Exercise goal: Restate the complete material exactly.
### Recorded information
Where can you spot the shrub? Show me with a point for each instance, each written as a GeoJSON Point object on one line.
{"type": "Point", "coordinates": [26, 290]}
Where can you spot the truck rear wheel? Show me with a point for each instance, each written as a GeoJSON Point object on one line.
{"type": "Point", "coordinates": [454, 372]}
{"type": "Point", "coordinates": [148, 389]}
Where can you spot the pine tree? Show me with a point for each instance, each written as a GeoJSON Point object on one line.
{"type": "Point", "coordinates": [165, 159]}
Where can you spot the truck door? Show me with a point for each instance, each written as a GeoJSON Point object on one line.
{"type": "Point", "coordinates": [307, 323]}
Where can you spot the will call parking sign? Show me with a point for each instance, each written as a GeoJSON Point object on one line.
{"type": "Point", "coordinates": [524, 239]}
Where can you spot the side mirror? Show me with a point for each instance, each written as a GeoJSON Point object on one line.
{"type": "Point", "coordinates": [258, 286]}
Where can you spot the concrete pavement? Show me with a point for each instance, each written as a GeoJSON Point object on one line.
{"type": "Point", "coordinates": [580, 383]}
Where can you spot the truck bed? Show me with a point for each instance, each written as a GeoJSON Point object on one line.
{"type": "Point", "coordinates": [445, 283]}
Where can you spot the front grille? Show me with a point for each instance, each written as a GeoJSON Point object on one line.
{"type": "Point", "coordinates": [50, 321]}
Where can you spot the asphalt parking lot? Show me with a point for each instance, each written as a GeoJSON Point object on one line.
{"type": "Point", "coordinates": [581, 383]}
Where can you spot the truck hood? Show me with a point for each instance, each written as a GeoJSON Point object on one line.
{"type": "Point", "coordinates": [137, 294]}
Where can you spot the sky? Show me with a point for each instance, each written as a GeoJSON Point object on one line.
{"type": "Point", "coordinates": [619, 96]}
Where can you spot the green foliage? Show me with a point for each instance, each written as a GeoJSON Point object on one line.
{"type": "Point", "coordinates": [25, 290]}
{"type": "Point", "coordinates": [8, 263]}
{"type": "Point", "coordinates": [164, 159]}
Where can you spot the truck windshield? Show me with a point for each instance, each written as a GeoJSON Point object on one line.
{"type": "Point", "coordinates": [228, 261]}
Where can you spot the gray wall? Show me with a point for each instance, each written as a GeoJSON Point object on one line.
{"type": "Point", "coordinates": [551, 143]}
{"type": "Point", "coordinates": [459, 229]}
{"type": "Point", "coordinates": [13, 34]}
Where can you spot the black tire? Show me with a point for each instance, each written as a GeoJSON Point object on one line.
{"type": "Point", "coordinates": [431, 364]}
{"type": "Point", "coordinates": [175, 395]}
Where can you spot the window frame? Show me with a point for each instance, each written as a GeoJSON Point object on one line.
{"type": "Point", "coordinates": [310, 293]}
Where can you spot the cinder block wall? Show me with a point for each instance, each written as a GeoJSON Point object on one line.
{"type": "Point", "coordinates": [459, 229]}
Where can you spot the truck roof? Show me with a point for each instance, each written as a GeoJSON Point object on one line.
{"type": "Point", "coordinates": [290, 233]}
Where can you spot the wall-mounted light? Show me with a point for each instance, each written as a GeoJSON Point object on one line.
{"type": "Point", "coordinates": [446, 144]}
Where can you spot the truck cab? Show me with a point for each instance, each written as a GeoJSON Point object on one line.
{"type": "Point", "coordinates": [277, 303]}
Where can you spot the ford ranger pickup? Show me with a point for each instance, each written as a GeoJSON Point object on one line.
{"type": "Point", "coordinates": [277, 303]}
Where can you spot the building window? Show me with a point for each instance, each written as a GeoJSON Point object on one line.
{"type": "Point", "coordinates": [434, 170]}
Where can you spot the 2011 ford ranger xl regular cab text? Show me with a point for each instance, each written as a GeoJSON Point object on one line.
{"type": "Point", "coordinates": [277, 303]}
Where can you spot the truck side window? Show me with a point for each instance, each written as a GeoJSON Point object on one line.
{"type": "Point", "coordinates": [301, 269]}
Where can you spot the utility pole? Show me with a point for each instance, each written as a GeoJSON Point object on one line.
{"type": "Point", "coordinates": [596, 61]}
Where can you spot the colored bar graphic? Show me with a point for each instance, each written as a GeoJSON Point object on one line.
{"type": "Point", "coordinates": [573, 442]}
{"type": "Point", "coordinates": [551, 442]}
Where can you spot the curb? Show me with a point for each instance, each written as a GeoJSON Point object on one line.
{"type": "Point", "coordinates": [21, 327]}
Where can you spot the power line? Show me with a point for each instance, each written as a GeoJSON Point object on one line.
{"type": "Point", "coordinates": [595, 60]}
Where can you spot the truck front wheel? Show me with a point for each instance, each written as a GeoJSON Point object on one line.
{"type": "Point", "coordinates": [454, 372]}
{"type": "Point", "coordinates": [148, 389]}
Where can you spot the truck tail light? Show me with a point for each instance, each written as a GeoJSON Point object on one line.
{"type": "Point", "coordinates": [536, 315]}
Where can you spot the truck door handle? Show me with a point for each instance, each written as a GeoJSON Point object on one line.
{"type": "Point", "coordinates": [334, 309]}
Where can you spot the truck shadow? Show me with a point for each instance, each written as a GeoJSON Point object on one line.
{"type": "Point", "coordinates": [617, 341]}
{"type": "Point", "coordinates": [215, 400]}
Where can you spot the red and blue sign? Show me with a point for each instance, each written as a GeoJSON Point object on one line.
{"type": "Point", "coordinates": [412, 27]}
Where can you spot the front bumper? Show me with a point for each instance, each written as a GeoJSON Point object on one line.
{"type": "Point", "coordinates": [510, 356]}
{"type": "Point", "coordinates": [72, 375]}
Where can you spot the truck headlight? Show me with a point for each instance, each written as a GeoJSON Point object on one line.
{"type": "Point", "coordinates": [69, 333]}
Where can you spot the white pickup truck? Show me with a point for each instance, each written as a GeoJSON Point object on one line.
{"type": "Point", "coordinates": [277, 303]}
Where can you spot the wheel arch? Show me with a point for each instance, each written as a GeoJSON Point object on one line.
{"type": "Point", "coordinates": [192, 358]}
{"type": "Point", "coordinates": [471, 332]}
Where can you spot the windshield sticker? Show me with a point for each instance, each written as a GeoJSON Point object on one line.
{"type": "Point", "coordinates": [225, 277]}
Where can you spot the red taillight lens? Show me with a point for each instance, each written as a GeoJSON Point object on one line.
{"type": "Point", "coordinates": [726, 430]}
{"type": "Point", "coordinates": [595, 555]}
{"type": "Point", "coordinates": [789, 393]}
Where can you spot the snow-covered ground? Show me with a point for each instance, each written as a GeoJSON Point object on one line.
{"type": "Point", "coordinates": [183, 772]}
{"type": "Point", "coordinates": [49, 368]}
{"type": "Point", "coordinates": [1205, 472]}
######
Exercise solution:
Where can you spot the shrub? Show me with a point for each instance, each written as a GeoJSON Point object on one line.
{"type": "Point", "coordinates": [26, 290]}
Where can you spot the truck rear wheel? Show me with a point for each instance, each written as a GeoJSON Point object on one line.
{"type": "Point", "coordinates": [454, 372]}
{"type": "Point", "coordinates": [148, 389]}
Where can you spot the pine tree? Show me with a point for each instance, each written as a GeoJSON Point object on one line.
{"type": "Point", "coordinates": [165, 159]}
Where can you spot the truck door? Show me with a point for each instance, each written as a GeoJSON Point object on one line.
{"type": "Point", "coordinates": [307, 323]}
Where can you spot the will call parking sign? Show me with a point for each instance, each written as a GeoJSON Point object on one line.
{"type": "Point", "coordinates": [524, 239]}
Where can you spot the side mirror? Show me with a point for each instance, each written as a GeoJSON Point object on one line.
{"type": "Point", "coordinates": [258, 286]}
Where can you spot the concrete pavement? Show me with a point for each instance, each written as a GeoJSON Point object on one line.
{"type": "Point", "coordinates": [580, 383]}
Where can you spot the truck bed? Show me with a point for each instance, each written as a GeoJSON Point object on one line.
{"type": "Point", "coordinates": [445, 283]}
Where can you spot the front grille? Show me with a point for each instance, each written as a GeoJSON Point object on one line.
{"type": "Point", "coordinates": [50, 321]}
Where can you spot the asphalt parking lot? Show me with a point for each instance, each written as a GeoJSON Point object on one line.
{"type": "Point", "coordinates": [581, 383]}
Where can you spot the truck hood? Show me with a point for each instance, each written as a GeoJSON Point object on one line.
{"type": "Point", "coordinates": [137, 294]}
Where can you spot the sky? Show me with a point for each instance, each written as a GeoJSON Point object on one line.
{"type": "Point", "coordinates": [619, 96]}
Where can you spot the green foliage? Show me with a point for each instance, each written as a GeoJSON Point object on one line.
{"type": "Point", "coordinates": [25, 290]}
{"type": "Point", "coordinates": [8, 263]}
{"type": "Point", "coordinates": [164, 159]}
Where can you spot the truck windshield? Show me with a point for each instance, each written as a GeoJSON Point object on one line.
{"type": "Point", "coordinates": [228, 261]}
Where can you spot the gray wall? Show me with a point for each instance, each written as a GeoJSON Point object on one line.
{"type": "Point", "coordinates": [551, 143]}
{"type": "Point", "coordinates": [459, 229]}
{"type": "Point", "coordinates": [13, 34]}
Where can you spot the black tire? Show me with a point for each instance, each written as a GeoJSON Point object on one line.
{"type": "Point", "coordinates": [431, 364]}
{"type": "Point", "coordinates": [175, 395]}
Where can you spot the window frame? Show me with a point for each instance, each written as a GeoJSON Point object on one line.
{"type": "Point", "coordinates": [310, 293]}
Where can you spot the cinder block wall? Show me with a point for each instance, each written as a GeoJSON Point object on one line.
{"type": "Point", "coordinates": [459, 229]}
Where can you spot the truck roof? Show me with a point for each instance, each written as a GeoJSON Point object on one line.
{"type": "Point", "coordinates": [290, 233]}
Where can you spot the wall-mounted light? Show me with a point for each instance, each written as a GeoJSON Point object on one line.
{"type": "Point", "coordinates": [446, 144]}
Where can you spot the truck cab? Show me with a point for each instance, each written as a GeoJSON Point object on one line.
{"type": "Point", "coordinates": [277, 303]}
Where can you spot the ford ranger pickup? Show me with a point for each instance, each written as a GeoJSON Point object on one line.
{"type": "Point", "coordinates": [277, 303]}
Where can you spot the building window? Show me with a point for each instance, each written as a GeoJSON Point object on one line.
{"type": "Point", "coordinates": [434, 170]}
Where can you spot the 2011 ford ranger xl regular cab text? Show me with a point for each instance, each written as a GeoJSON Point object on one line.
{"type": "Point", "coordinates": [277, 303]}
Where can you spot the truck side window? Show me with a point for each instance, each written as a GeoJSON Point object on one line.
{"type": "Point", "coordinates": [301, 269]}
Where can you spot the utility pole? Show me with a point for each instance, each written as a GeoJSON Point object on one line.
{"type": "Point", "coordinates": [596, 61]}
Where can you spot the colored bar graphic? Show me with a point for each instance, each written as a GeoJSON Point object on one line.
{"type": "Point", "coordinates": [573, 442]}
{"type": "Point", "coordinates": [551, 442]}
Where can you spot the curb? Show me with a point for each instance, each written as a GeoJSON Point object on one line.
{"type": "Point", "coordinates": [21, 327]}
Where can you spot the power line? Show me with a point for each instance, each written as a GeoJSON Point object on one line.
{"type": "Point", "coordinates": [595, 60]}
Where can you spot the truck front wheel? Show me with a point for each instance, each written as a GeoJSON Point object on one line.
{"type": "Point", "coordinates": [454, 372]}
{"type": "Point", "coordinates": [148, 389]}
Where can you spot the truck tail light? Show me with a point for each instance, each written as a GeoJSON Point object on one line.
{"type": "Point", "coordinates": [536, 315]}
Where can you spot the truck door handle? Show me with a point for each instance, each written as a GeoJSON Point object on one line.
{"type": "Point", "coordinates": [334, 309]}
Where can you spot the truck shadow? Show me with a point for each instance, each written as a GeoJSON Point object on one line.
{"type": "Point", "coordinates": [617, 341]}
{"type": "Point", "coordinates": [215, 400]}
Where can you spot the red and blue sign? Show me with a point for each instance, each written as a GeoJSON Point object on one line.
{"type": "Point", "coordinates": [412, 27]}
Where can you spot the front bumper? Show me with a point for each instance, each written as a GeoJSON Point object on one line.
{"type": "Point", "coordinates": [510, 356]}
{"type": "Point", "coordinates": [72, 375]}
Where can you spot the truck headlight? Show me with a point for each instance, each written as a GeoJSON Point object on one line.
{"type": "Point", "coordinates": [69, 333]}
Where can you spot the white pickup truck? Show me with a point for each instance, each written as a GeoJSON Point object on one line.
{"type": "Point", "coordinates": [277, 303]}
Where can you spot the wheel arch? Show me with a point for each instance, each written as a GeoJSON Point object on one line.
{"type": "Point", "coordinates": [192, 358]}
{"type": "Point", "coordinates": [471, 332]}
Where can you spot the windshield sticker? Show me with a point for each instance, each written as a GeoJSON Point object on one line.
{"type": "Point", "coordinates": [225, 277]}
Where can you spot the red taillight lens? Show me with a point for each instance, each written as a GeoJSON Point object on one line.
{"type": "Point", "coordinates": [726, 430]}
{"type": "Point", "coordinates": [595, 555]}
{"type": "Point", "coordinates": [789, 393]}
Where can you spot the snow-covered ground? Show me with a point for each instance, each written as a GeoJSON Point object on one line.
{"type": "Point", "coordinates": [183, 772]}
{"type": "Point", "coordinates": [49, 368]}
{"type": "Point", "coordinates": [1205, 472]}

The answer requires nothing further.